— Begin ROWS —
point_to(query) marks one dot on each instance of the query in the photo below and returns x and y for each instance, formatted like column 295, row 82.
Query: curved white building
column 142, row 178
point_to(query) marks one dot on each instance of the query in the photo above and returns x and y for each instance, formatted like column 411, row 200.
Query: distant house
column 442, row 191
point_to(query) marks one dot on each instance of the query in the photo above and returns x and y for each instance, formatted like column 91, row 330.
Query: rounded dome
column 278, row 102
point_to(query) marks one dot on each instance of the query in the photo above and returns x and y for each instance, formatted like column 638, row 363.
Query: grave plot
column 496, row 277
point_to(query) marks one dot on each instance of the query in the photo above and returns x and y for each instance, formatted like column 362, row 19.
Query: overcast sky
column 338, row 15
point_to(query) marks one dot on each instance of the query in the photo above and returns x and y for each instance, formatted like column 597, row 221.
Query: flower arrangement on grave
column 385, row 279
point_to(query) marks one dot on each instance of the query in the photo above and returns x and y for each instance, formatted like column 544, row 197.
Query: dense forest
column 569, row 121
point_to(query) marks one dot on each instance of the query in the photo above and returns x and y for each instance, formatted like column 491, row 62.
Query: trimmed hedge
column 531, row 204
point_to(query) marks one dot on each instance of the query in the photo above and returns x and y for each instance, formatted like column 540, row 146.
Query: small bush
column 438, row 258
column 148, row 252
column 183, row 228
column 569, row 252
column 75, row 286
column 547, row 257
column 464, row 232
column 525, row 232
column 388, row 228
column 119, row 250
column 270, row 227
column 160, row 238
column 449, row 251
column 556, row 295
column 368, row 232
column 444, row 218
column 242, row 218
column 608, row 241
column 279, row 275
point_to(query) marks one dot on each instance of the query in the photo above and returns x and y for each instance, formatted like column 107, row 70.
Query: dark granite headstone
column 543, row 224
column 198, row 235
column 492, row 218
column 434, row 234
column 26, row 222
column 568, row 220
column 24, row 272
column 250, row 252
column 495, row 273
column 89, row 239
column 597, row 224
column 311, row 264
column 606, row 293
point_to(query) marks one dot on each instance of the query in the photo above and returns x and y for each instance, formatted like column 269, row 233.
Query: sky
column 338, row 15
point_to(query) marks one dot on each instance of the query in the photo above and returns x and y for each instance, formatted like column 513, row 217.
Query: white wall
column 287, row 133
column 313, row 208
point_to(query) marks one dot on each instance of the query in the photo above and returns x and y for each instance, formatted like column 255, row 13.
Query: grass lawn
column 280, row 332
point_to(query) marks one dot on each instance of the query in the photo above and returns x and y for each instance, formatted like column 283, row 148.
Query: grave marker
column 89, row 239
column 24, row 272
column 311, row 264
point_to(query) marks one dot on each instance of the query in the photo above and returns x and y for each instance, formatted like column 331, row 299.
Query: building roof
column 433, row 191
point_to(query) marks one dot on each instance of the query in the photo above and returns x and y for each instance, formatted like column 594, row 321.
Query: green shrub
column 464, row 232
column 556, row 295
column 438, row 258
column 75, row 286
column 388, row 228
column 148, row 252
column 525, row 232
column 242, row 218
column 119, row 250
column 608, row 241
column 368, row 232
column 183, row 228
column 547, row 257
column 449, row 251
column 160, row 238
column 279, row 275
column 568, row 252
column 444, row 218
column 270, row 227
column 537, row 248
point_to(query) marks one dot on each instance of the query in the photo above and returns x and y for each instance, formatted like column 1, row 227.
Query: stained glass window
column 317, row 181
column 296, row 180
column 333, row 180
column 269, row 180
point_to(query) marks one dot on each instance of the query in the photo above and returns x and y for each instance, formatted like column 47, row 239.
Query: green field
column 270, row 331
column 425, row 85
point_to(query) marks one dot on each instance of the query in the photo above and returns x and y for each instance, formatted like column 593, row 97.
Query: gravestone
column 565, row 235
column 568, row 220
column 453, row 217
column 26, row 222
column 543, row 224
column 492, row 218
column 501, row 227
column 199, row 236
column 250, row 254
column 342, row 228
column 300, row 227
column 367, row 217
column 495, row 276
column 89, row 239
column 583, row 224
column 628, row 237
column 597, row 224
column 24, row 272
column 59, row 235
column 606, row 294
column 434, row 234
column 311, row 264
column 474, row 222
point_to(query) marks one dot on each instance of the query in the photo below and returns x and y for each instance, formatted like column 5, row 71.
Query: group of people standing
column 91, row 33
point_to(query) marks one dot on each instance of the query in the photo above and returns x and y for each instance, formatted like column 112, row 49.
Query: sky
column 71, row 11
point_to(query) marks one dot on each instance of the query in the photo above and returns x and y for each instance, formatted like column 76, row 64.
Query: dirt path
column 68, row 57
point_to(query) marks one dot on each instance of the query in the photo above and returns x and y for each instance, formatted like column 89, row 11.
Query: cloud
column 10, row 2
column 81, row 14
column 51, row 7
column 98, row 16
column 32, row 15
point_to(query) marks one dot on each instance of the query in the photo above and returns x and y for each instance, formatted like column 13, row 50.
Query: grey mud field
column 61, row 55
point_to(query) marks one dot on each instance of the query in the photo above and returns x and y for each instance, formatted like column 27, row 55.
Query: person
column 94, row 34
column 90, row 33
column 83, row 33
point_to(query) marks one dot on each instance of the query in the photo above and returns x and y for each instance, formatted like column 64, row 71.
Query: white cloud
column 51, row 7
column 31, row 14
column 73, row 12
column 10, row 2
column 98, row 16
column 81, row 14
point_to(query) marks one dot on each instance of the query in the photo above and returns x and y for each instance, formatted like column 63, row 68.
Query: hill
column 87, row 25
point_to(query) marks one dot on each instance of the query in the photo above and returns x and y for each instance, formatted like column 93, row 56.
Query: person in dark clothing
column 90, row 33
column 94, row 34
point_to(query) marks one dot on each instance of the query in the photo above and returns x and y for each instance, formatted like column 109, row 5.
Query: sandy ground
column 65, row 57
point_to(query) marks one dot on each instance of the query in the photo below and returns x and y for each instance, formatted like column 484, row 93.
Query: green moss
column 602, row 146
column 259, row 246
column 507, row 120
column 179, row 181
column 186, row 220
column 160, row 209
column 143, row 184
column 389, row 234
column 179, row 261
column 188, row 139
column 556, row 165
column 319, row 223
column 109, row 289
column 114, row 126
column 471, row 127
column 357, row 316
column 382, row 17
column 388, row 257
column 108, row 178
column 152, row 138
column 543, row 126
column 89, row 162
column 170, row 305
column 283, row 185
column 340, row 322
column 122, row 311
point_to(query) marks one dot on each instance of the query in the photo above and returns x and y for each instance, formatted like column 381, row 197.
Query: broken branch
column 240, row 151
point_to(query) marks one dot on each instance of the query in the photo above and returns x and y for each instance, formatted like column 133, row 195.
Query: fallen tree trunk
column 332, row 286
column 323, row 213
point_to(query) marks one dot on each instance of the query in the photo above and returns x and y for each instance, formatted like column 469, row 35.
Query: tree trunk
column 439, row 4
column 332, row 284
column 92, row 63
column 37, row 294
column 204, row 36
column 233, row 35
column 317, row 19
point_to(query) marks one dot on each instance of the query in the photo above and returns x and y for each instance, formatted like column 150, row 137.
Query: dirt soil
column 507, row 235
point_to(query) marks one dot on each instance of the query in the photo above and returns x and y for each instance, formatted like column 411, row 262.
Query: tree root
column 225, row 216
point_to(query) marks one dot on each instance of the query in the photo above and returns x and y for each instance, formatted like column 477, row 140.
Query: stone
— End ROWS —
• **TASK OBJECTIVE**
Please update the lines of the records from the line that has "638, row 363." through the line that has "column 531, row 204", replacing "instance" with "occurrence" and leaving everything else unchanged.

• **FULL RESPONSE**
point_to(query) marks one dot on each occurrence of the query in the photo above and returns x and y for each occurrence, formatted like column 638, row 363.
Query: grave plot
column 496, row 277
point_to(query) marks one dot on each occurrence of the query in the photo above and returns x and y for each occurrence, formatted like column 362, row 19.
Query: overcast sky
column 338, row 15
point_to(query) marks one dot on each occurrence of the query in the photo above and returns x and y for each occurrence, formatted like column 597, row 221.
Query: flower arrangement on grave
column 385, row 279
point_to(query) marks one dot on each occurrence of the query in the photo above and returns x and y for each occurrence, formatted like column 544, row 197.
Query: dense forest
column 569, row 121
point_to(query) marks one dot on each occurrence of the query in the photo above and returns x and y for each occurrence, formatted like column 491, row 62.
Query: trimmed hedge
column 531, row 204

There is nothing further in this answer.